Required work:
Every line of the records must be repeated exactly; pictures stay out.

Entries provided:
+ + + + +
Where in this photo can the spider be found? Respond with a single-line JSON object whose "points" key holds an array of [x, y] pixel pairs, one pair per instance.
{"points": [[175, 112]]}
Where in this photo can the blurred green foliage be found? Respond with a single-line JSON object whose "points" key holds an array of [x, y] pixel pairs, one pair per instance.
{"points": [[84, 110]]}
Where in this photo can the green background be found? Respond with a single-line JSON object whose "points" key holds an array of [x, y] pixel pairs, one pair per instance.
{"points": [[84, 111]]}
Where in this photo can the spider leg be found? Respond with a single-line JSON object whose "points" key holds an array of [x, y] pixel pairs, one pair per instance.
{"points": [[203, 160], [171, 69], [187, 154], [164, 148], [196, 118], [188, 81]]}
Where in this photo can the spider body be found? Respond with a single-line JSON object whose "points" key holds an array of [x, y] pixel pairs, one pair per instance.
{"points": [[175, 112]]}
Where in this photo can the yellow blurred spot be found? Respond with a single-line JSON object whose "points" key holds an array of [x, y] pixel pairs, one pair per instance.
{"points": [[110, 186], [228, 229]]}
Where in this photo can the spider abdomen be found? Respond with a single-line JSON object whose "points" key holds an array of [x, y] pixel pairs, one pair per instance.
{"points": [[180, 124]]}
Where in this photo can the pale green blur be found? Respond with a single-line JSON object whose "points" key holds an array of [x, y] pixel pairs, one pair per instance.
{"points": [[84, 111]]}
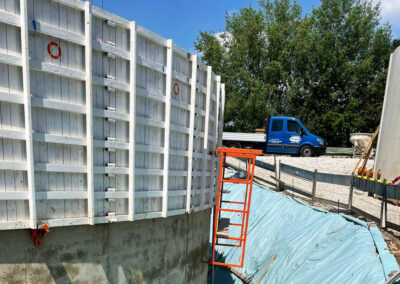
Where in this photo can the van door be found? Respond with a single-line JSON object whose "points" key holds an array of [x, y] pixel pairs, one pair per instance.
{"points": [[292, 137], [275, 136]]}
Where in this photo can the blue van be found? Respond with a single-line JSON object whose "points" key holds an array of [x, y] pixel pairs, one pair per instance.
{"points": [[283, 135], [287, 135]]}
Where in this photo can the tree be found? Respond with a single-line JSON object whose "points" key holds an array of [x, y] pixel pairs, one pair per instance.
{"points": [[327, 68]]}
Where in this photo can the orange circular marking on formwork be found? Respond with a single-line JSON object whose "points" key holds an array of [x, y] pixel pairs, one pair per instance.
{"points": [[54, 56], [176, 89]]}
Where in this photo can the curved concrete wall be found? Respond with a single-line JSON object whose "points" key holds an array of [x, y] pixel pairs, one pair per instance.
{"points": [[171, 250]]}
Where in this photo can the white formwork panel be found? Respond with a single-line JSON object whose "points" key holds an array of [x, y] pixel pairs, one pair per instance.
{"points": [[199, 133], [101, 120]]}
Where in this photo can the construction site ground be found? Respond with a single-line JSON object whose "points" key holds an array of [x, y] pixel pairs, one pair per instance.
{"points": [[334, 193]]}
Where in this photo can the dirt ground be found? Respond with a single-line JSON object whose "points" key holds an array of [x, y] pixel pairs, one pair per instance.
{"points": [[331, 192]]}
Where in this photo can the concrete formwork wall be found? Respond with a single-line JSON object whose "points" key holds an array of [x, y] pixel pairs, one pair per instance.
{"points": [[168, 250], [388, 154], [101, 120]]}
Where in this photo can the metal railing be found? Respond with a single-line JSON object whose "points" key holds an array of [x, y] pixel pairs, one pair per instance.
{"points": [[381, 188]]}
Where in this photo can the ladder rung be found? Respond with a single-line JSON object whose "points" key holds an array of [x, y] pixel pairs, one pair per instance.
{"points": [[235, 224], [236, 180], [233, 202], [227, 245], [231, 238], [232, 210]]}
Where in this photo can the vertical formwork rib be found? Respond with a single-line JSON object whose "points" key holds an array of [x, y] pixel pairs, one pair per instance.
{"points": [[205, 139], [221, 119], [28, 113], [89, 110], [132, 119], [214, 183], [167, 129], [193, 83]]}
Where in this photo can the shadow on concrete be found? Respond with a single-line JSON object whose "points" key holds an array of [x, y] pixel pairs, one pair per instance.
{"points": [[221, 274]]}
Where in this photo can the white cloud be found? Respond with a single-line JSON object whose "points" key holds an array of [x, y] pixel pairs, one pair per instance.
{"points": [[390, 13]]}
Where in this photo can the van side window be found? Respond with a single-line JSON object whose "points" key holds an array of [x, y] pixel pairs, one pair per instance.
{"points": [[293, 126], [277, 125]]}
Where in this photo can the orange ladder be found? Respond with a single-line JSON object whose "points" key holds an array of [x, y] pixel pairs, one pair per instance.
{"points": [[221, 224]]}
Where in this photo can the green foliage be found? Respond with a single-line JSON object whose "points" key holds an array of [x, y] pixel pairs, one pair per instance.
{"points": [[327, 68]]}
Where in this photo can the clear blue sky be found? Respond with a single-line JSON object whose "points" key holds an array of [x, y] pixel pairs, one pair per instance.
{"points": [[182, 20]]}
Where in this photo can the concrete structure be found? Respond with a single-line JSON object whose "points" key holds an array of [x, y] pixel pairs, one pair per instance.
{"points": [[171, 250], [388, 153], [101, 120]]}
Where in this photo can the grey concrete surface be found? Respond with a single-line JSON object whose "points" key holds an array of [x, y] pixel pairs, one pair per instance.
{"points": [[171, 250], [388, 153]]}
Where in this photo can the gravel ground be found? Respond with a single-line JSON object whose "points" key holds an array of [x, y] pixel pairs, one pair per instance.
{"points": [[334, 193]]}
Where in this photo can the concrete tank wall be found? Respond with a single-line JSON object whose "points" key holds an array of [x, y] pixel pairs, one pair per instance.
{"points": [[170, 250]]}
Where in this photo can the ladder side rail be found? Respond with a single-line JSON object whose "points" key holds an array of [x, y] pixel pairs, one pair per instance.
{"points": [[247, 216], [216, 211]]}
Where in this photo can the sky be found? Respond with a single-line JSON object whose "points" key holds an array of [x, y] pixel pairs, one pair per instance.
{"points": [[181, 20]]}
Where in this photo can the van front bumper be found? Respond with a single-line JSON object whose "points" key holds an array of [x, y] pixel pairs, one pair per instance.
{"points": [[319, 150]]}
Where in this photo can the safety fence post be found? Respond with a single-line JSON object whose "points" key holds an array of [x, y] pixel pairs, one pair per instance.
{"points": [[383, 205], [278, 181], [314, 185], [350, 203]]}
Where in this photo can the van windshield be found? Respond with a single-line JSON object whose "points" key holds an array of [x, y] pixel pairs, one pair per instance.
{"points": [[294, 126]]}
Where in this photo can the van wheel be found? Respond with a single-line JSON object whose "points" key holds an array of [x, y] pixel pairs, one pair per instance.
{"points": [[233, 145], [306, 151]]}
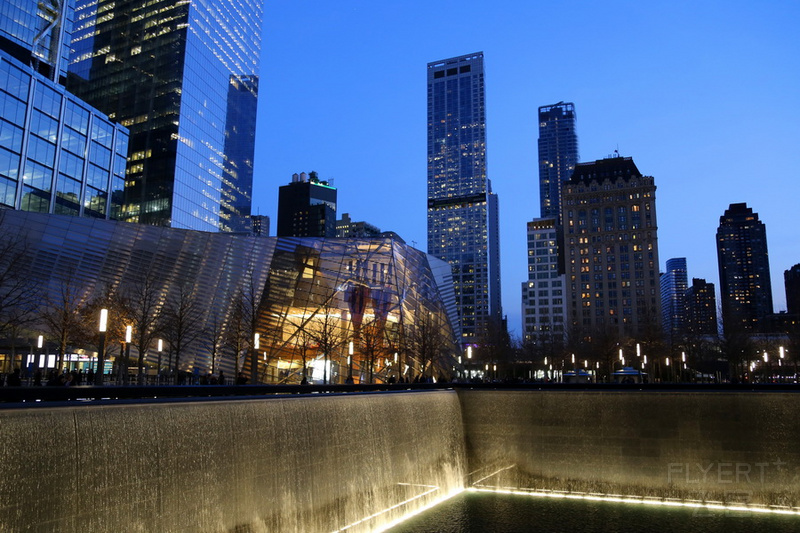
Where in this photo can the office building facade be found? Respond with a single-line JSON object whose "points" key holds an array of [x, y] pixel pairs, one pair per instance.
{"points": [[57, 153], [558, 155], [611, 250], [307, 207], [462, 209], [388, 298], [544, 308], [183, 77], [674, 283], [700, 304], [745, 286], [37, 35], [791, 280], [347, 228]]}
+ + + + +
Solution for this exercise:
Where in this photo can the spider be found? Respond with a single-line JSON object whose "points" key holds an array of [x, y] pixel pairs, one pair per instance.
{"points": [[175, 112]]}
Where in this photo can the blurred green foliage be found? Respond with a single-line JSON object whose "points" key holds an array of [x, y] pixel pairs, one pair per instance.
{"points": [[84, 110]]}
Where in this photo can the green background be found? Respond with a single-line JSON object whose "points" key holds an array of [x, y] pixel pairs, one pair per instance.
{"points": [[84, 111]]}
Where in this photo can the spider leg be found? Respond with a single-line JSON object whose "points" key holds an array of [x, y] pixel pairs, one pair per instance.
{"points": [[203, 160], [171, 69], [187, 154], [164, 148], [196, 118], [188, 81]]}
Where in this photo can the spider body be found? Respond with a single-line JSON object whose "points" key holds an array of [x, y] pixel pairs, one pair per instance.
{"points": [[175, 112]]}
Where in this photo can the yellow blurred spot be found? Respond with a single-line JSON object whose "points" key holds an array of [x, y] pixel pairs, one pair per instance.
{"points": [[110, 186], [228, 229]]}
Where in this photo can the spider abdomen be found? Respond with a single-line JSON object whose "points" key holds an array of [x, y] pixel pairs, one pair per instance.
{"points": [[180, 124]]}
Where in this photo can the pale green blur be found? Respond with a single-line JSON object whose "points" key holds an array of [x, y] pixel pairs, one pair per instance.
{"points": [[84, 111]]}
Where in this photo can the van door be found? Respond with a single-line JSON object whose "points" key holds an array of [x, y] pixel pairs, one pair per instance.
{"points": [[292, 137], [275, 136]]}
Where in this photo can the blue van be found? Respond with a single-line JSON object whose "points" key holds an array of [x, y] pixel pairs, one pair per instance.
{"points": [[283, 135], [287, 135]]}
Where in this photo can the tree be found? Respond with a single-line JSON object whose "points" key holds an array of [x, y] pixel pairs, one pair per instance.
{"points": [[327, 68]]}
Where in this photo can the orange circular marking on formwork be found? Respond with a single-line JSON object whose "points" key holds an array of [x, y] pixel pairs, one pair per instance.
{"points": [[54, 56], [176, 89]]}
Where in this photo can the curved concrete wall be found? Respond with a single-line JSON object whose "points" key holds an array of [x, y] pixel pairs, one pair per instance.
{"points": [[171, 250]]}
Where in this photo can the white formwork panel be found? Respond with a single-line JSON object whose "points" key holds an array of [x, y] pixel pairs, one pair per instance.
{"points": [[199, 133], [101, 120]]}
Where in this photo can the construction site ground be found? Respond with a single-line JSON object whose "points" key holds an array of [x, y] pixel pairs, one pair per instance.
{"points": [[334, 193]]}
Where in this photo can the dirt ground be found? Respond with a single-line JSON object whose "points" key holds an array of [x, y] pixel pairs, one pair per instance.
{"points": [[331, 192]]}
Where in this photo can the concrete formwork wall be found? Respond with a single-line JSON object whose "points" key holds an array of [x, y] pixel pairs, one pair per instance.
{"points": [[168, 250], [388, 154], [101, 120]]}
Where in this photo can the metal railing be found? Respond with a single-line JSON object whose "points" key holds an array of [x, y] pixel pairs, one pair per instance.
{"points": [[381, 188]]}
Where in this photo can the ladder rung be found? Respond with a single-line JSON object whose "points" key holds an array of [x, y] pixel pairs, one pair per instance.
{"points": [[235, 224], [236, 180], [233, 202], [227, 245], [231, 238], [232, 210]]}
Where in this photo can the vertical formwork rib be found? Respond with a single-line JSON object whose "points" key holds an array of [x, y] pixel pairs, one pair per instance.
{"points": [[205, 139], [221, 119], [28, 113], [89, 110], [132, 119], [214, 183], [167, 129], [193, 83]]}
Where in this photo can the shadow on concrete be found? Respond with a single-line JSON object whose "points" key holds an array of [x, y] pixel pairs, one pair per instance.
{"points": [[221, 274]]}
Where in this photo can the white cloud be found? Respond with a single-line JSON object whose "points" key holds an array of [x, y] pixel pairs, one pair per instance.
{"points": [[390, 13]]}
Where in this photo can the van side window be found? Respond with a single-line JSON object whose "points" key holds an array of [x, y] pixel pairs, one pair per instance.
{"points": [[293, 126], [277, 125]]}
Where in this photo can the orange ladder be found? Respond with a single-line JSON object whose "points" key holds an array of [x, y] pixel pairs, one pair per instance.
{"points": [[221, 224]]}
Where in this photo can the green foliage be found? Respond with a single-line JSON object whose "points" key holds an array of [x, y] pixel pairs, one pair per instance.
{"points": [[327, 68]]}
Where in this photo can the clear blue sky be found? Respond with a single-line JSON object whose "points" key holds an array of [x, y] pixel pairs, one pair per instance.
{"points": [[182, 20]]}
Where in this photo can the concrete structure be found? Respond with a single-line JSON object whose "points" key holds an array of [x, y] pixel pairs, one pair per instance.
{"points": [[171, 250], [388, 153], [101, 120]]}
Where in this photo can the grey concrete surface be found? Respond with a single-line JSON object whose "points" key holds an array of [x, y] pixel pairs, one pair per instance.
{"points": [[171, 250], [388, 153]]}
Where in this photo can the gravel ground be found? Respond with a single-line JSON object whose "points" key holds an array of [x, y] pixel pairs, one pair per instance.
{"points": [[334, 193]]}
Where in this photo can the concrete tank wall be found? Respond with a single-line JSON object whose "points" key holds an array of [x, y] pixel pairs, one pair per instance.
{"points": [[170, 250]]}
Where in this photo can the ladder side rail be found? Respond with a single-line JSON object whose "points" key holds an array of [x, y] pixel pairs, one pair per instance.
{"points": [[247, 216], [216, 211]]}
Where in this photo can the sky be found? Respond with a single-line JSON object whose "points" key holds an array of [x, y] pixel pairs, one pair per instance.
{"points": [[181, 20]]}
Where in this photo can the van front bumper be found? Respond with a single-line JSON object whose "points" key holds an array of [x, y] pixel pairs, one pair per instance.
{"points": [[319, 150]]}
Where in this photo can the safety fence post be found? Respond with a single-line JSON object whose "points" key holds an array of [x, y] pixel pairs, one pair per instance.
{"points": [[383, 205], [278, 181], [314, 185], [350, 203]]}
Where in this photo can the van windshield be found? Respond with a single-line JSON object whose "points" key holds an array of [x, y] pixel pairs, one pair per instance.
{"points": [[294, 126]]}
Where in this photo can the van wheel be found? Respond with a single-line JSON object whose "points" key holds an array of [x, y] pixel pairs, one pair per instance.
{"points": [[233, 145], [306, 151]]}
Where in this photo can the office building facade be found? Respond with a single-line JSON object whose "points" key holds an array of [x, y] pixel pairs, one pair per instance.
{"points": [[57, 153], [558, 155], [611, 250], [307, 207], [462, 209], [388, 298], [544, 308], [183, 77], [674, 283], [700, 304], [745, 286], [37, 35], [791, 280], [347, 228]]}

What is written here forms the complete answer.